» **GIVEN RECORDS**
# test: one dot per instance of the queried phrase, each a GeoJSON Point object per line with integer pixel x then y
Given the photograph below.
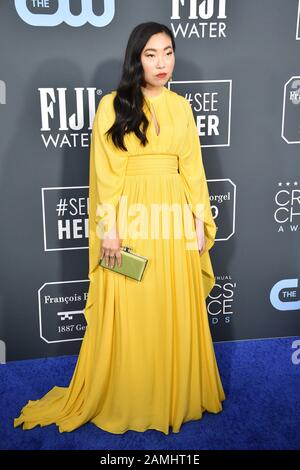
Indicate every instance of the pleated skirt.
{"type": "Point", "coordinates": [147, 359]}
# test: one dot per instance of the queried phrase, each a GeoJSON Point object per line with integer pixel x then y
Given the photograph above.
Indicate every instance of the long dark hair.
{"type": "Point", "coordinates": [129, 99]}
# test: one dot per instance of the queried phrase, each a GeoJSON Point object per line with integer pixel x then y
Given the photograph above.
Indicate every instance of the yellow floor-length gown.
{"type": "Point", "coordinates": [147, 359]}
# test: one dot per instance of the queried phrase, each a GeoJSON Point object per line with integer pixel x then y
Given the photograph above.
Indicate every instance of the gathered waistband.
{"type": "Point", "coordinates": [152, 164]}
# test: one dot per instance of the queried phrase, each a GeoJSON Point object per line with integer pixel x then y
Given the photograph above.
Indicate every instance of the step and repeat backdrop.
{"type": "Point", "coordinates": [238, 64]}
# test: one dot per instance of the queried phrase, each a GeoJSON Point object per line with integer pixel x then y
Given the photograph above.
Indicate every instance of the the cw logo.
{"type": "Point", "coordinates": [63, 14]}
{"type": "Point", "coordinates": [287, 289]}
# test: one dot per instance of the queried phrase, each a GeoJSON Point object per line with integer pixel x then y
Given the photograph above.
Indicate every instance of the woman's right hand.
{"type": "Point", "coordinates": [110, 250]}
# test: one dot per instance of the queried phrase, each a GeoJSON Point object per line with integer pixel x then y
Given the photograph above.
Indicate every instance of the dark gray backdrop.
{"type": "Point", "coordinates": [238, 62]}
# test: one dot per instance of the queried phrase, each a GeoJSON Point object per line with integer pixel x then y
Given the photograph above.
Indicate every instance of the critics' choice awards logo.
{"type": "Point", "coordinates": [287, 209]}
{"type": "Point", "coordinates": [63, 116]}
{"type": "Point", "coordinates": [61, 310]}
{"type": "Point", "coordinates": [199, 18]}
{"type": "Point", "coordinates": [285, 295]}
{"type": "Point", "coordinates": [53, 13]}
{"type": "Point", "coordinates": [220, 302]}
{"type": "Point", "coordinates": [291, 111]}
{"type": "Point", "coordinates": [211, 104]}
{"type": "Point", "coordinates": [65, 218]}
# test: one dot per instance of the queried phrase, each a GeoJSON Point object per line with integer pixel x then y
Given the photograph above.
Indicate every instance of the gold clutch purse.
{"type": "Point", "coordinates": [132, 264]}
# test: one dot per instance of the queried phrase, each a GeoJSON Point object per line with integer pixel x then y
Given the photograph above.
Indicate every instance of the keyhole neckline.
{"type": "Point", "coordinates": [154, 98]}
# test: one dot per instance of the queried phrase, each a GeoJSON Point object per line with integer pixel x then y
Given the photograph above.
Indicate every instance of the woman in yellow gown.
{"type": "Point", "coordinates": [147, 359]}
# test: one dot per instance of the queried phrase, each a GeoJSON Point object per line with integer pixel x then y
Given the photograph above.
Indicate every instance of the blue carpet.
{"type": "Point", "coordinates": [261, 410]}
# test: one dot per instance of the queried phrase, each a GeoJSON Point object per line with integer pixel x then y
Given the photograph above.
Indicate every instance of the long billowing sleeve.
{"type": "Point", "coordinates": [196, 191]}
{"type": "Point", "coordinates": [106, 179]}
{"type": "Point", "coordinates": [194, 178]}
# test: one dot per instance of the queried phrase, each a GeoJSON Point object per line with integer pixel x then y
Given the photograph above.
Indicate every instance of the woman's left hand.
{"type": "Point", "coordinates": [200, 235]}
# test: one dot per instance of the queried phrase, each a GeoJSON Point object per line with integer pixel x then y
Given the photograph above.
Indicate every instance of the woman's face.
{"type": "Point", "coordinates": [158, 58]}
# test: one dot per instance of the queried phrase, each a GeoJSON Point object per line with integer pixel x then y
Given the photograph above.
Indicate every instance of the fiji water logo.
{"type": "Point", "coordinates": [284, 295]}
{"type": "Point", "coordinates": [63, 13]}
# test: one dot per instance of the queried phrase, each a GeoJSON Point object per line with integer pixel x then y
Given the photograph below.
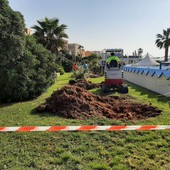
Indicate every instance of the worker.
{"type": "Point", "coordinates": [113, 61]}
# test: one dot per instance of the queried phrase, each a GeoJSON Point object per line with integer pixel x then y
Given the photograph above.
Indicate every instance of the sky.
{"type": "Point", "coordinates": [102, 24]}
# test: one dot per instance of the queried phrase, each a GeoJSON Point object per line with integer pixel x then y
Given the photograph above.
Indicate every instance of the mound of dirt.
{"type": "Point", "coordinates": [84, 84]}
{"type": "Point", "coordinates": [77, 103]}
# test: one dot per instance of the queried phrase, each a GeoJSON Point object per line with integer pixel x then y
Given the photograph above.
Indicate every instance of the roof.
{"type": "Point", "coordinates": [147, 61]}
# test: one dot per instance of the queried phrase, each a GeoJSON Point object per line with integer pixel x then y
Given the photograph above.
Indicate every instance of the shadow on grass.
{"type": "Point", "coordinates": [6, 104]}
{"type": "Point", "coordinates": [150, 94]}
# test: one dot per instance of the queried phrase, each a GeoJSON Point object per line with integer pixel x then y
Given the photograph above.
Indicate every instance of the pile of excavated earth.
{"type": "Point", "coordinates": [74, 101]}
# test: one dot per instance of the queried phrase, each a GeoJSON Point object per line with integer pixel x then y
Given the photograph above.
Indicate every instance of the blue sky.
{"type": "Point", "coordinates": [100, 24]}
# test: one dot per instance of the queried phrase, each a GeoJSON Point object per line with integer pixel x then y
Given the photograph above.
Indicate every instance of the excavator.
{"type": "Point", "coordinates": [114, 78]}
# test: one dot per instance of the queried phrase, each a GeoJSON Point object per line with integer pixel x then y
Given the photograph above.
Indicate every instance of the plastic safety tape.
{"type": "Point", "coordinates": [83, 128]}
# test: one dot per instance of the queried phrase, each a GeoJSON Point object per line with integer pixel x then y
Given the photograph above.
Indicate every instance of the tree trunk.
{"type": "Point", "coordinates": [166, 53]}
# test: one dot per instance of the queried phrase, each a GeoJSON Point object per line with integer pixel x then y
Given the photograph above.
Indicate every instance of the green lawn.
{"type": "Point", "coordinates": [98, 150]}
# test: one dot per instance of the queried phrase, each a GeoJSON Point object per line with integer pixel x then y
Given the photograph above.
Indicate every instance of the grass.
{"type": "Point", "coordinates": [83, 150]}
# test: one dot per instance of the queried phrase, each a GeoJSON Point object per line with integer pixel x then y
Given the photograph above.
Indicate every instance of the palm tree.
{"type": "Point", "coordinates": [50, 34]}
{"type": "Point", "coordinates": [163, 41]}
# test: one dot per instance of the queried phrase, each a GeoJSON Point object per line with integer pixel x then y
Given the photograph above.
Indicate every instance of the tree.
{"type": "Point", "coordinates": [26, 68]}
{"type": "Point", "coordinates": [163, 41]}
{"type": "Point", "coordinates": [50, 34]}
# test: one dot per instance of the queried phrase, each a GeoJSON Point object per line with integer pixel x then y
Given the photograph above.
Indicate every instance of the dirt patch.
{"type": "Point", "coordinates": [84, 84]}
{"type": "Point", "coordinates": [77, 103]}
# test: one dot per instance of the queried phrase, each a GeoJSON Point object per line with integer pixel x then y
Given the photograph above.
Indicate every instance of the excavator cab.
{"type": "Point", "coordinates": [114, 78]}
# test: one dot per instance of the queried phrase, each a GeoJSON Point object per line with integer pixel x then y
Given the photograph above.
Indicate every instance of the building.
{"type": "Point", "coordinates": [28, 31]}
{"type": "Point", "coordinates": [76, 49]}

» **EXERCISE AIM**
Can the entries above be repeated exactly, without their pictures?

» **REPLY TO THE TASK**
# test: one dot per instance of the queried phrase, each a GeoJSON Point object per line with integer pixel x then y
Given the photograph below.
Indicate every instance of the pleated skirt.
{"type": "Point", "coordinates": [147, 359]}
# test: one dot per instance of the queried phrase, each a GeoJSON Point object per line with integer pixel x then y
Given the photograph above.
Indicate every instance of the long dark hair.
{"type": "Point", "coordinates": [129, 99]}
# test: one dot per instance of the queried phrase, each a GeoJSON Point object per line with integer pixel x then y
Given the photograph above.
Indicate every instance of the yellow floor-length gown.
{"type": "Point", "coordinates": [147, 359]}
# test: one dot per instance of the queried phrase, each a GeoJSON Point object per line with integer pixel x then y
Given the photograph above.
Indicate every instance of the gathered waistband.
{"type": "Point", "coordinates": [152, 164]}
# test: one dot per instance of the queried phrase, each a GeoJSON Point object per line with integer pixel x then y
Given the photograph above.
Indicate every instance of the step and repeat backdrop.
{"type": "Point", "coordinates": [238, 64]}
# test: one dot per instance of the queried phrase, each a GeoJSON Point object per line with integer pixel x then y
Given the photograph above.
Indicate every instance of the the cw logo.
{"type": "Point", "coordinates": [63, 14]}
{"type": "Point", "coordinates": [287, 289]}
# test: one dot per instance of the queried phrase, each a GeoJSON Point object per line with integer pixel x then y
Given the photograph above.
Indicate every instance of the woman's right hand.
{"type": "Point", "coordinates": [110, 250]}
# test: one dot per instance of the queried phrase, each a GeoJSON Point object per line with integer pixel x then y
Given the photograph above.
Indicate every instance of the dark gray backdrop.
{"type": "Point", "coordinates": [238, 62]}
# test: one dot per instance of the queried phrase, each a GeoJSON Point object per line with integer pixel x then y
Given the photograph above.
Indicate every instance of the critics' choice awards logo.
{"type": "Point", "coordinates": [287, 209]}
{"type": "Point", "coordinates": [63, 116]}
{"type": "Point", "coordinates": [61, 310]}
{"type": "Point", "coordinates": [199, 18]}
{"type": "Point", "coordinates": [285, 295]}
{"type": "Point", "coordinates": [53, 13]}
{"type": "Point", "coordinates": [220, 302]}
{"type": "Point", "coordinates": [291, 111]}
{"type": "Point", "coordinates": [211, 104]}
{"type": "Point", "coordinates": [65, 218]}
# test: one dot per instance of the queried phrase, each a GeoJSON Point object per line with integer pixel x then y
Given the photograph above.
Indicate every instance of the gold clutch purse.
{"type": "Point", "coordinates": [132, 264]}
# test: one dot per instance of the queried phrase, each a GeoJSON Point object per line with integer pixel x then y
Given the photograph above.
Indicate every instance of the keyhole neckline.
{"type": "Point", "coordinates": [154, 98]}
# test: one dot per instance of the queried phrase, each a GeoJSON Point object per line with integer pixel x then y
Given the photograph above.
Indicate every instance of the woman in yellow gown.
{"type": "Point", "coordinates": [147, 359]}
# test: one dot per instance of the queried phrase, each a GeoJSON Point object per line with integer pixel x then y
Given the photograph above.
Indicate every instance of the blue carpet.
{"type": "Point", "coordinates": [261, 410]}
# test: one dot per instance of the queried phrase, each a GeoJSON Point object per line with integer pixel x then y
Given the photograph above.
Indicate every instance of the long billowing sleeve.
{"type": "Point", "coordinates": [196, 191]}
{"type": "Point", "coordinates": [106, 179]}
{"type": "Point", "coordinates": [194, 178]}
# test: one dot per instance of the queried phrase, each a GeoJSON Point object per line with integer pixel x then y
Given the photograph above.
Indicate every instance of the woman's left hand.
{"type": "Point", "coordinates": [200, 235]}
# test: one dot per instance of the queried phrase, each a GeoJSON Point object per line with integer pixel x then y
Given the photograph above.
Indicate every instance of the woman's face.
{"type": "Point", "coordinates": [158, 58]}
# test: one dot per instance of the queried phrase, each a GeoJSON Point object per line with integer pixel x then y
Given the photograph above.
Indicate every instance of the fiji water logo.
{"type": "Point", "coordinates": [284, 295]}
{"type": "Point", "coordinates": [63, 13]}
# test: one dot per instance of the queried phrase, each a GeoJSON Point object per line with integer pixel x then y
Given the photograph below.
Indicate every instance of the worker.
{"type": "Point", "coordinates": [113, 61]}
# test: one dot per instance of the queried phrase, each a GeoJSON Point object per line with integer pixel x then y
Given the photograph above.
Indicate every instance of the sky.
{"type": "Point", "coordinates": [102, 24]}
# test: one dot per instance of the queried phrase, each a GeoJSON Point object per line with integer pixel x then y
Given the photograph above.
Indicate every instance of the mound of dirt.
{"type": "Point", "coordinates": [84, 84]}
{"type": "Point", "coordinates": [77, 103]}
# test: one dot per instance of the queried phrase, each a GeoJSON Point object per line with integer pixel x then y
Given the photograph above.
Indicate every instance of the roof.
{"type": "Point", "coordinates": [147, 61]}
# test: one dot per instance of the queried phrase, each a GeoJSON Point object per line with integer pixel x then y
Given the photograph above.
Indicate every instance of the shadow on grass.
{"type": "Point", "coordinates": [6, 104]}
{"type": "Point", "coordinates": [150, 94]}
# test: one dot per instance of the queried phrase, each a GeoJSON Point object per line with integer pixel x then y
Given the photograph above.
Indicate every instance of the pile of excavated earth.
{"type": "Point", "coordinates": [74, 101]}
# test: one dot per instance of the queried phrase, each a GeoJSON Point object per line with integer pixel x then y
Given the photograph above.
Indicate every instance of the blue sky.
{"type": "Point", "coordinates": [100, 24]}
# test: one dot per instance of the queried phrase, each a GeoJSON Point object per line with integer pixel x then y
Given the photograph above.
Indicate every instance of the excavator.
{"type": "Point", "coordinates": [114, 78]}
# test: one dot per instance of the queried phrase, each a GeoJSON Point object per line with integer pixel x then y
Given the photograph above.
Indicate every instance of the plastic safety tape.
{"type": "Point", "coordinates": [83, 128]}
# test: one dot per instance of the queried phrase, each a GeoJSON Point object per line with integer pixel x then y
Given the photograph above.
Indicate every instance of the tree trunk.
{"type": "Point", "coordinates": [166, 53]}
# test: one dot per instance of the queried phrase, each a GeoJSON Point object per line with integer pixel x then y
Given the photograph above.
Indicate every instance of the green lawn.
{"type": "Point", "coordinates": [98, 150]}
# test: one dot per instance of the queried phrase, each a GeoJSON Point object per line with integer pixel x then y
Given the photograph above.
Indicate every instance of the grass.
{"type": "Point", "coordinates": [83, 150]}
# test: one dot per instance of the queried phrase, each a GeoJSON Point object per line with integer pixel x then y
Given the photograph above.
Indicate every instance of the palm tree.
{"type": "Point", "coordinates": [50, 34]}
{"type": "Point", "coordinates": [163, 41]}
# test: one dot per instance of the queried phrase, each a GeoJSON Point object per line with integer pixel x then y
Given the photograph above.
Indicate every instance of the tree.
{"type": "Point", "coordinates": [26, 68]}
{"type": "Point", "coordinates": [163, 41]}
{"type": "Point", "coordinates": [50, 34]}
# test: one dot per instance of the queried phrase, each a GeoJSON Point object per line with integer pixel x then y
Given the photograph above.
Indicate every instance of the dirt patch.
{"type": "Point", "coordinates": [84, 84]}
{"type": "Point", "coordinates": [77, 103]}
# test: one dot per instance of the queried phrase, each a GeoJSON Point object per line with integer pixel x then y
Given the photograph above.
Indicate every instance of the excavator cab.
{"type": "Point", "coordinates": [114, 78]}
# test: one dot per instance of the queried phrase, each a GeoJSON Point object per line with integer pixel x then y
Given the photograph above.
Indicate every instance of the building.
{"type": "Point", "coordinates": [28, 31]}
{"type": "Point", "coordinates": [76, 49]}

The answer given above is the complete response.